● **SHORT PROBLEM**
From the "Background & context" section of the holiness passage below, list each word or phrase that defines what being 'holy' means in Scripture.

● **DOCUMENT PASSAGE**
==========

Holiness can sound cold or out of reach, but at its heart it simply means belonging wholly to God — being set apart for Him, and so being made clean. The good news is that purity is not mainly about gritting our teeth to keep rules; it flows from a new heart God gives and the Spirit who lives in us. These passages show both the call to be holy and the grace that makes it possible.

Background & context

In Scripture, to be 'holy' (Hebrew qadosh, Greek hagios) is to be set apart — distinct, devoted, belonging to God. God is holy, and He calls His people to reflect Him. Under the new covenant, holiness is not earned to gain acceptance but pursued because we are already accepted and indwelt by the Holy Spirit.

Key passages

1 Peter 1:15-16
“...but just as he who called you is holy, you yourselves also be holy in all of your behavior; because it is written, 'You shall be holy; for I am holy.'”

==========

● **ITEMS**
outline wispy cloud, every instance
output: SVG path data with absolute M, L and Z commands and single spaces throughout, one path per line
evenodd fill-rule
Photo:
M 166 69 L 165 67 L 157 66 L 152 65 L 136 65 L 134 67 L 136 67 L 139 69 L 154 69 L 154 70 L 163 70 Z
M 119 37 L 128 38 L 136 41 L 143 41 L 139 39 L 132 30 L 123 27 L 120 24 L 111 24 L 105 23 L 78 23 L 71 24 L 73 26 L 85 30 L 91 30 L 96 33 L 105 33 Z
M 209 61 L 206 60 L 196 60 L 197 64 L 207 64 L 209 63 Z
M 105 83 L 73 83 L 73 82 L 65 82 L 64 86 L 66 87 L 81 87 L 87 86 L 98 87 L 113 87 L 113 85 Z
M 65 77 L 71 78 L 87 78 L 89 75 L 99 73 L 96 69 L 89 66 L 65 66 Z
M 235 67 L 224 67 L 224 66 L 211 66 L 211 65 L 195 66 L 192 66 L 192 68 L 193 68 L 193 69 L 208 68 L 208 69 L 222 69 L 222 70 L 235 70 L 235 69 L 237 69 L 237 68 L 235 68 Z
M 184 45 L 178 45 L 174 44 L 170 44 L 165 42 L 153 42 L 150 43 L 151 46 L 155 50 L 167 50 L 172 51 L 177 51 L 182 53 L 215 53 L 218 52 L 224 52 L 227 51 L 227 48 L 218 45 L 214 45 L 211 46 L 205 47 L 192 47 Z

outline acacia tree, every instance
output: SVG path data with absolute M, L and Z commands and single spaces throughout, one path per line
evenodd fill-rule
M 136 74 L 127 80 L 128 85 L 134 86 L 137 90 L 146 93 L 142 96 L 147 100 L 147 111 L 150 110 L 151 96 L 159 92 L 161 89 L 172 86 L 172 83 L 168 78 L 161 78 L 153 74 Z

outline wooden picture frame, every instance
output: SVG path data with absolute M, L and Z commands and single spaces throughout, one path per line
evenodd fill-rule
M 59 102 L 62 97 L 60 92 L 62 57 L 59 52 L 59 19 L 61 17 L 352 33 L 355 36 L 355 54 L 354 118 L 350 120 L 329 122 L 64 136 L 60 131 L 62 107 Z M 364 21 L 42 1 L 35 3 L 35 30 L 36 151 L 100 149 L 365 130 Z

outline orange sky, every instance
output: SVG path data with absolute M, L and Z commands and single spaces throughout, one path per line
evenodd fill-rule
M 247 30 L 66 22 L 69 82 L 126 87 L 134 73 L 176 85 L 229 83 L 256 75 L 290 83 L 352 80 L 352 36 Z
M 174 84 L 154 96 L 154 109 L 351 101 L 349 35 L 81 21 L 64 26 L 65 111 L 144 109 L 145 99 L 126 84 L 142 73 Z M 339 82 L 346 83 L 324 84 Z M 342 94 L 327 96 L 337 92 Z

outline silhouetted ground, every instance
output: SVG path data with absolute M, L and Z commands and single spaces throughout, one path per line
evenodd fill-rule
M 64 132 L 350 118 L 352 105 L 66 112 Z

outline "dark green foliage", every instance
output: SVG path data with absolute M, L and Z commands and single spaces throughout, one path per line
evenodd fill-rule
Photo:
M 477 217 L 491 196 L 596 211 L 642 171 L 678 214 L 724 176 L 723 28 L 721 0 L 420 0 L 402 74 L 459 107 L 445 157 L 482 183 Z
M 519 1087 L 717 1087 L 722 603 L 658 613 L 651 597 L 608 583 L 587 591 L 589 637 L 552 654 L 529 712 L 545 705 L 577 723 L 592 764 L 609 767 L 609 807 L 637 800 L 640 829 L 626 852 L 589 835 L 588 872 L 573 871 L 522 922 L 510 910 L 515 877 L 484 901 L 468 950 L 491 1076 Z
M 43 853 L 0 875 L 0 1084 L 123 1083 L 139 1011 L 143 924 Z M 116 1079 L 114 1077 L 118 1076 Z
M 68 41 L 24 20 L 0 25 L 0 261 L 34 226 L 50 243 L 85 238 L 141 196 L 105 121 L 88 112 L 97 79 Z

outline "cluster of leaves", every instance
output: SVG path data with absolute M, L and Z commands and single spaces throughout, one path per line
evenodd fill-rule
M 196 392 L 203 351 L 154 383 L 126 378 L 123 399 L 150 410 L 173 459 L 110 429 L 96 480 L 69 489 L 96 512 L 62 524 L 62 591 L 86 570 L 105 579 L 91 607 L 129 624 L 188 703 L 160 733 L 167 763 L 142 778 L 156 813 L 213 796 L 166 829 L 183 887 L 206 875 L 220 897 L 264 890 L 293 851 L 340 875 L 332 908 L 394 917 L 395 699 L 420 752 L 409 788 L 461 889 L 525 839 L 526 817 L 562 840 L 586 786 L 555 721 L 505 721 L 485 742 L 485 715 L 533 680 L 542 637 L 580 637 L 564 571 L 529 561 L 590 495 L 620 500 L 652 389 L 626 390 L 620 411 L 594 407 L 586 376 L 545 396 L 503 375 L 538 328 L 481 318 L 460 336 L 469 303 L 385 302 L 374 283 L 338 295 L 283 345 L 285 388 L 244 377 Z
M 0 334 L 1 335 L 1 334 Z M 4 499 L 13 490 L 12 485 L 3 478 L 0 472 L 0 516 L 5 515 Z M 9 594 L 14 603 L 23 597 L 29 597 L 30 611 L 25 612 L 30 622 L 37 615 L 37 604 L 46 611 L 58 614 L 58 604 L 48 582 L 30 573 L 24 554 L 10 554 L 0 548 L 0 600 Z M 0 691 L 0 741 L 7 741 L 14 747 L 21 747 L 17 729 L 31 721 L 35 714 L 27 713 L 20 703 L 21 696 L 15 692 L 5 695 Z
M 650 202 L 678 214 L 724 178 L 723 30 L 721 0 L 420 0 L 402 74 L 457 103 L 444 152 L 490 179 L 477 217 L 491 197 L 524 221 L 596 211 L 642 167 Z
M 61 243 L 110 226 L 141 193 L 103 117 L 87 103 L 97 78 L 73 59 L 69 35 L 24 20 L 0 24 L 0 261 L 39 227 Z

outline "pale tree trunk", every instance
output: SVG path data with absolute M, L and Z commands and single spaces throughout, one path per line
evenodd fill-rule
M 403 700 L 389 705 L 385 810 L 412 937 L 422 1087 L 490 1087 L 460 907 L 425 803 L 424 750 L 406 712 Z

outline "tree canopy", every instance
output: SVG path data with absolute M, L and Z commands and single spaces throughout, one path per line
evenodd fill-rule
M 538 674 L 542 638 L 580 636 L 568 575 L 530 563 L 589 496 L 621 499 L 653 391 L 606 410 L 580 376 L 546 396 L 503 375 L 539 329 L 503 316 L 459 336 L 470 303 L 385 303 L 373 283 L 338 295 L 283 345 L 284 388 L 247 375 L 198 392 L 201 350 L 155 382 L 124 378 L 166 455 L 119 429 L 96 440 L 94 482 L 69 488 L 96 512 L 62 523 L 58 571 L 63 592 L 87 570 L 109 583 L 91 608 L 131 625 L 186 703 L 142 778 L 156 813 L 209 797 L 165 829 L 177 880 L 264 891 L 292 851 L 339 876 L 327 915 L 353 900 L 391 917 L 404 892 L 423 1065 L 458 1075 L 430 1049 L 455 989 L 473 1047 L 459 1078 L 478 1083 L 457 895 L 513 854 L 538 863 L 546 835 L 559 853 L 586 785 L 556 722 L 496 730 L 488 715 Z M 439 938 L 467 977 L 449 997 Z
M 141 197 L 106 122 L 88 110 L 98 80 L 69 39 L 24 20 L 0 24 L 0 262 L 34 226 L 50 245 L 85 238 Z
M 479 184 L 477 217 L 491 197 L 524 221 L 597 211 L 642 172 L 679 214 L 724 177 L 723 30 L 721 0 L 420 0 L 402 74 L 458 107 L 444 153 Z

==========

● **REPLY**
set apart
distinct
devoted
belonging to God